I lean further out over the rail, and I say, “I know you love being a fisherwoman, but what if you’d never learned to fish? What would you have dreamt of being?”
A mother, and a housewife; to have someone responsible for me, but what a pity! And I wanted to be a nun, before all this, before I got married. But once I got married, I dreamt of being a mother and a housewife, not to be tortured, not to be labored, not to struggle. I used to work three jobs to be able to build a house. I don’t blame my husband if he robbed me. My brother also did, and my mother. I don’t blame him, but he took all my hard work, he, the father of my children.
I can see the tears in her eyes, and I want to ease the pain of those memories, so I turn back to the sea, and I ask what it means to her.
The sea is my father and my mother. Look, I don’t really love my father, but I say my ‘“father” because he is. The sea is my mother, brother, sister, and my whole life. Because I used to take four kinds of pills for my nerves; Xanax, Lexotanil, Ativan, and Valium to sleep. These four pills are destructive; they break a mountain, and if I was a rock, I would have collapsed for what happened to me.
Ohh, wait… I’ll tell you how I threw the pills. Look, it started to rain. I was in Jounieh, you know, I bought a liter of whiskey. I sat and drank. I asked the café, not a café, it’s like a nightclub or something. I told him, “please, I need a glass.” He got me one with whiskey also inside. I sat and drank, drank, drank, drank. I drank the liter of whiskey with the glass, and slept. But I was sexy back then. (She laughs.) I was different from now. I was still in my thirties, or maybe less. I woke up in the morning, the waves were splashing at me, and the sky was raining over me, and I am wearing my short skirt, satin tights, a coat draped over my shoulders, high heels. I realized, “God, I didn’t take my pills, how did I sleep?!” And I slept a deep sleep. God I didn’t take my pills, how did I sleep? Then why take the pills? I threw them, I threw them into the sea.
The sea, the sea is another life. They say it betrays, but we betray each other, for it is a soul, a life, another life, we don’t understand. But, let me tell you, when I threw the pills, it was because of whom? Because of the sea. It gave me strength, power; it gave me another life. It gave me a chance to live, I will never leave the sea.
There was once a woman who interviewed me, she asked, “If they gave you a house of your own, your property, but under one condition, never go to the sea again, what would you choose?” I told her, “a ceiling, floors, and four walls mean nothing to me without a soul. The sea is my soul. It gave me love, security, reassurance. It gave me another life; the sea. I don’t want the house. It's not that I don’t want a house, but the condition is to give up the sea? No, I don’t want that, I don’t want the house, because this is my home.”

*Record extracts*
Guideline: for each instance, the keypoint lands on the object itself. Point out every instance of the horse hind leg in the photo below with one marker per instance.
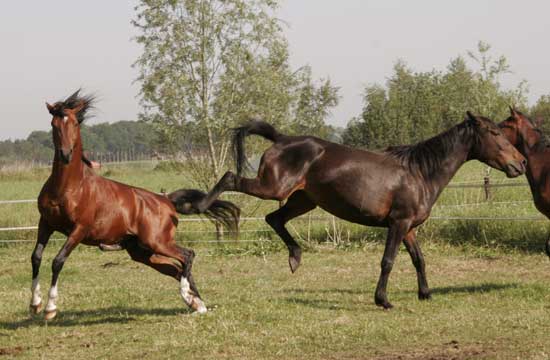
(188, 289)
(263, 187)
(298, 204)
(162, 264)
(396, 233)
(417, 258)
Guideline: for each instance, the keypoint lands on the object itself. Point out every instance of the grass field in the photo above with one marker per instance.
(489, 279)
(492, 305)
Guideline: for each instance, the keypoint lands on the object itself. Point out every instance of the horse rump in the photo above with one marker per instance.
(225, 212)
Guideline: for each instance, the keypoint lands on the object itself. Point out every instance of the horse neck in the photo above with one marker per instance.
(450, 167)
(534, 164)
(452, 157)
(68, 176)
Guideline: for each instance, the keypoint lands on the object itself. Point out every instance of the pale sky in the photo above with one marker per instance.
(50, 48)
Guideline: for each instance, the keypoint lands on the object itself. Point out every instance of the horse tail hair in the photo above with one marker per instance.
(224, 212)
(253, 127)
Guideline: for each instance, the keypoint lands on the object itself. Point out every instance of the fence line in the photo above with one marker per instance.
(265, 230)
(463, 185)
(458, 185)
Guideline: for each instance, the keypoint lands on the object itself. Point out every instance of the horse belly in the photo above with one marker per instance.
(370, 211)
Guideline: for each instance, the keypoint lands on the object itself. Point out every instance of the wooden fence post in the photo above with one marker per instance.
(487, 188)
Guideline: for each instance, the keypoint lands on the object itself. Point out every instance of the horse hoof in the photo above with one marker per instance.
(198, 306)
(36, 309)
(49, 315)
(424, 296)
(386, 305)
(294, 263)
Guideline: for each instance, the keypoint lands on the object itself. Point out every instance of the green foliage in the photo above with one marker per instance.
(136, 136)
(541, 113)
(416, 105)
(208, 65)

*Task instructions*
1. Print everything in the fisherwoman interview from "A mother, and" down to "of my children.".
2. Reproduce the records from the line containing "the horse belly" down to the end of the records, including each request. Multiply every coordinate in the answers by 1.85, rounding to whole numbers with halves rounded up.
The fisherwoman interview has no connection to the records.

*Answers to each task*
1.
A mother, and a housewife; to have someone responsible for me, but what a pity! And I wanted to be a nun, before all this, before I got married. But once I got married, I dreamt of being a mother and a housewife, not to be tortured, not to be labored, not to struggle. I used to work three jobs to be able to build a house. I don’t blame my husband if he robbed me. My brother also did, and my mother. I don’t blame him, but he took all my hard work, he, the father of my children.

2.
Guideline: for each instance, the keypoint lands on the object itself. Point out every instance of the horse belly in the photo above with one marker per instance.
(685, 390)
Guideline: for each instance, the keypoint lands on the object itself. Point out every instance of the wooden fence post in the photo above with one marker per instance.
(901, 348)
Guideline: for each instance, the keypoint lands on the object itself. Point out every instance of the horse hoof in the photo above with one marker per instance.
(366, 566)
(67, 572)
(91, 583)
(784, 548)
(714, 564)
(544, 487)
Guideline: for each instance, the keypoint lands on the object itself. Point out every instance of the green foliage in the photo above with one marker per instance.
(252, 252)
(1001, 209)
(770, 194)
(385, 120)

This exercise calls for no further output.